DATASET =>
::::::

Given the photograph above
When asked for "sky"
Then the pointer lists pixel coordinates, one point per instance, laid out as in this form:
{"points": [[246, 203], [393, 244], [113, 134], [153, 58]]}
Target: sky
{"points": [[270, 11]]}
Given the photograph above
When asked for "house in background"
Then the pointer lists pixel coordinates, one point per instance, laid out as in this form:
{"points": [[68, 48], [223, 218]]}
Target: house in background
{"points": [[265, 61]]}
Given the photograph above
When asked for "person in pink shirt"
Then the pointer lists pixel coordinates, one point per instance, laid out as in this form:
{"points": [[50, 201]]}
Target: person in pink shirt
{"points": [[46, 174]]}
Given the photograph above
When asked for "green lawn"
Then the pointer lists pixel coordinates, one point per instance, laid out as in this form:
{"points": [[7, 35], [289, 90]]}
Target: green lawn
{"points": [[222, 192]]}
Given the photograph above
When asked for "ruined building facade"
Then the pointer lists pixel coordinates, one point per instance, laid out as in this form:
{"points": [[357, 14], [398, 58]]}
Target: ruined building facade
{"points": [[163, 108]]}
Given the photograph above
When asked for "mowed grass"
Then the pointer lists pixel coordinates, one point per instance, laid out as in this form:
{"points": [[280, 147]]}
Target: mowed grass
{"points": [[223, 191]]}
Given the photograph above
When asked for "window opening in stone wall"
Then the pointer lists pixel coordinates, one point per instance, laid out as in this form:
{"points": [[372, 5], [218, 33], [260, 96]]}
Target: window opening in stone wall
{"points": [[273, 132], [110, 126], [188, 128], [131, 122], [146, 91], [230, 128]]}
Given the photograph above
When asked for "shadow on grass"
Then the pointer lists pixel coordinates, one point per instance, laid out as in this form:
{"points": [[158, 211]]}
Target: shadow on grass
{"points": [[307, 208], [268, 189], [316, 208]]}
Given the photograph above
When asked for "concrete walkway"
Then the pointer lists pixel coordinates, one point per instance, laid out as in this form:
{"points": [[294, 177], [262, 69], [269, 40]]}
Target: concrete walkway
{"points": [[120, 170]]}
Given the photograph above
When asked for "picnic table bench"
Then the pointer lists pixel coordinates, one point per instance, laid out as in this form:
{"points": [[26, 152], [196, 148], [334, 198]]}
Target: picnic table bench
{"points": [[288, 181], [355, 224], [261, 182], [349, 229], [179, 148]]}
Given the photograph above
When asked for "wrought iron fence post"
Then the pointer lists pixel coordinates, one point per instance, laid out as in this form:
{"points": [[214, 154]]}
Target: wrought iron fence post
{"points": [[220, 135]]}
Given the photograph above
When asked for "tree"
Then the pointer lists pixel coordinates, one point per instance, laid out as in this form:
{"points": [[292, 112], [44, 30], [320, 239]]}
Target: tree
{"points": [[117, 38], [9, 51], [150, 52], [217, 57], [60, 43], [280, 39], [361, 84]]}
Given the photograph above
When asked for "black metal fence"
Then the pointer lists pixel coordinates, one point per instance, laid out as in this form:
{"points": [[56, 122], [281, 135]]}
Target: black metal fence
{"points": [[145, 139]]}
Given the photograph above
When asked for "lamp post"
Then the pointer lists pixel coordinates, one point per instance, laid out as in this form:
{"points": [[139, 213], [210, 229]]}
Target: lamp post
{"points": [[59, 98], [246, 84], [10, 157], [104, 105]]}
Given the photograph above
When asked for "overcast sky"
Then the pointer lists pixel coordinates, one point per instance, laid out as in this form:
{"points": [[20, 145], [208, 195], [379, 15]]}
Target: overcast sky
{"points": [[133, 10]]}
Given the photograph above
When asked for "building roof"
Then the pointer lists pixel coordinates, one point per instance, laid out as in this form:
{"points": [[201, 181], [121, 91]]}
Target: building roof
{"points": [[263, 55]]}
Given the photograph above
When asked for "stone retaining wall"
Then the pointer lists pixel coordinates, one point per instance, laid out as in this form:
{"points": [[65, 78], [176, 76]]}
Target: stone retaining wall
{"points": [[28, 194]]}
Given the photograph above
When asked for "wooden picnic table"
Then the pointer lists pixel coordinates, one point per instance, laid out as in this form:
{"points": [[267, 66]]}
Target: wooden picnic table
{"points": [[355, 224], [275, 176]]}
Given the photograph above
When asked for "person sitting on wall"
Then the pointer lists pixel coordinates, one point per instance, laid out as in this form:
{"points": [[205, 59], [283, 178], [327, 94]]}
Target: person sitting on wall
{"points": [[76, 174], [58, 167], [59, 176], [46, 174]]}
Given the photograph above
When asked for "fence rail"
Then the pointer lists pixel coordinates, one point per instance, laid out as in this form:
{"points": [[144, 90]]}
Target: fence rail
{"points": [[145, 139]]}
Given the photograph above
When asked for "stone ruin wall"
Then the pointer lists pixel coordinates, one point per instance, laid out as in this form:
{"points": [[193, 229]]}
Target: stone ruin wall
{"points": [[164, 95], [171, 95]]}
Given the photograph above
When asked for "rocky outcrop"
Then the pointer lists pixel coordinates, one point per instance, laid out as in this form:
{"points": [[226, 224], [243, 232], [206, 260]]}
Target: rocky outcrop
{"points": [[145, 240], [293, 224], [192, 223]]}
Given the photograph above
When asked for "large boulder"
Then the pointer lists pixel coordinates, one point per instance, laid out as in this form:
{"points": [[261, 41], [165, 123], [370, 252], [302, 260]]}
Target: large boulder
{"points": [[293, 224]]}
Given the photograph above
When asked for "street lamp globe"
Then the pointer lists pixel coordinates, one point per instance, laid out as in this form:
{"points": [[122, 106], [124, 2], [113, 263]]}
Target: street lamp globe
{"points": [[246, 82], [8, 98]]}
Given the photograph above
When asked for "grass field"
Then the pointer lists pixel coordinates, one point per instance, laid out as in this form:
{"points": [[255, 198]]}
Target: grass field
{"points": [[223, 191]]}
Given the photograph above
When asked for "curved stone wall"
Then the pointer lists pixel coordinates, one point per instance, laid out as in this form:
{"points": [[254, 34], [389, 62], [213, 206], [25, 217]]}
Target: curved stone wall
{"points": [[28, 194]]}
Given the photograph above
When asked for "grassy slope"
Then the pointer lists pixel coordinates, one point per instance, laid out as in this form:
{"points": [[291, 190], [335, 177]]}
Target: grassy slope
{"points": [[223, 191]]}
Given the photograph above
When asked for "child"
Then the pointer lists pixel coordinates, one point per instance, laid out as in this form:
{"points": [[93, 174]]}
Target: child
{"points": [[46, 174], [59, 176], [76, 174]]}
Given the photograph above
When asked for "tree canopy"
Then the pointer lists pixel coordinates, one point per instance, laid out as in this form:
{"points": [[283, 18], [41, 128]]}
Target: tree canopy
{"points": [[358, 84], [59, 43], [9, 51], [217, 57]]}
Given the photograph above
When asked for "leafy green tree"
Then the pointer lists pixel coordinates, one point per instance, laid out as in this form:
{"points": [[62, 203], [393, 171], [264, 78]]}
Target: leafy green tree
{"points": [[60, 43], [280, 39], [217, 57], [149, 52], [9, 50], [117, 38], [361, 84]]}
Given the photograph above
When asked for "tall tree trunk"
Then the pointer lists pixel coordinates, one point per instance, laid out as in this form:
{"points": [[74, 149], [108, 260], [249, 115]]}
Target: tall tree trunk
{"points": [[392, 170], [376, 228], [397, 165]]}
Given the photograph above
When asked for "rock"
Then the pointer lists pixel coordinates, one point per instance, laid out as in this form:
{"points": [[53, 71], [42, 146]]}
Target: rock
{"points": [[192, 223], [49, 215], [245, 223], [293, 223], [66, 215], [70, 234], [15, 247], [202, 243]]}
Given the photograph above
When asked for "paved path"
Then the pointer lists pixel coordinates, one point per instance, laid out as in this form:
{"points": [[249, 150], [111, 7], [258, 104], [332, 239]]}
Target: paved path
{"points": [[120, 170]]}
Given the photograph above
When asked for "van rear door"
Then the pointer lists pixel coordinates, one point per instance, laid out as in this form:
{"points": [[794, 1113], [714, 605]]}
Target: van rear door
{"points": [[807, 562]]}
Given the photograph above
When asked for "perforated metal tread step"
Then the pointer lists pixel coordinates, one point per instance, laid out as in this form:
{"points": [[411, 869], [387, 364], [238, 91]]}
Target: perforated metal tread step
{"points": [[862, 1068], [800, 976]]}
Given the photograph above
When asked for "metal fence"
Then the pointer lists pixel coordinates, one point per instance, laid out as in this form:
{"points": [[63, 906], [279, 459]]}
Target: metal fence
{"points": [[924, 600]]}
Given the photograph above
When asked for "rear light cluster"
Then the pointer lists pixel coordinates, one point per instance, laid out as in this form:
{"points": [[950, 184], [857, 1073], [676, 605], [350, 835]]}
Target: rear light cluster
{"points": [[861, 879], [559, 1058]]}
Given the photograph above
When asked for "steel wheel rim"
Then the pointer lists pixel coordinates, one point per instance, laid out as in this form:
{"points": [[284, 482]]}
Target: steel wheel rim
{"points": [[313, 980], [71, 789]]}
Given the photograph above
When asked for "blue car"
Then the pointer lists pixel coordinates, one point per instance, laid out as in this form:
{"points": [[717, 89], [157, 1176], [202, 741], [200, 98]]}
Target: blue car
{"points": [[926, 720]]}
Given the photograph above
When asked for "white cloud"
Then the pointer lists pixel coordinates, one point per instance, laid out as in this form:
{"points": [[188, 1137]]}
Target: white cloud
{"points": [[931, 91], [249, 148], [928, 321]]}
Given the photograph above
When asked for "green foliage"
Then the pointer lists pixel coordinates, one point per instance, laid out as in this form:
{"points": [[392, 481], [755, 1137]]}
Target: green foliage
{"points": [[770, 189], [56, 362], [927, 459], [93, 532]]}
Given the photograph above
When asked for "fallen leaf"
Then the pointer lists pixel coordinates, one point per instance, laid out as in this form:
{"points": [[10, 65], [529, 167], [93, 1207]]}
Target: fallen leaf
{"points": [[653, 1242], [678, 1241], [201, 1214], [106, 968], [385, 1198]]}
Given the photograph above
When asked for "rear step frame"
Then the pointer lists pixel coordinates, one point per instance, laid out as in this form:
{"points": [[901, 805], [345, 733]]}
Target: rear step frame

::::::

TASK BRIEF => Return each line of the material above that contains the word "grassy", copying every such line in full.

TASK RESPONSE =>
When asked for "grassy slope"
Target: grassy slope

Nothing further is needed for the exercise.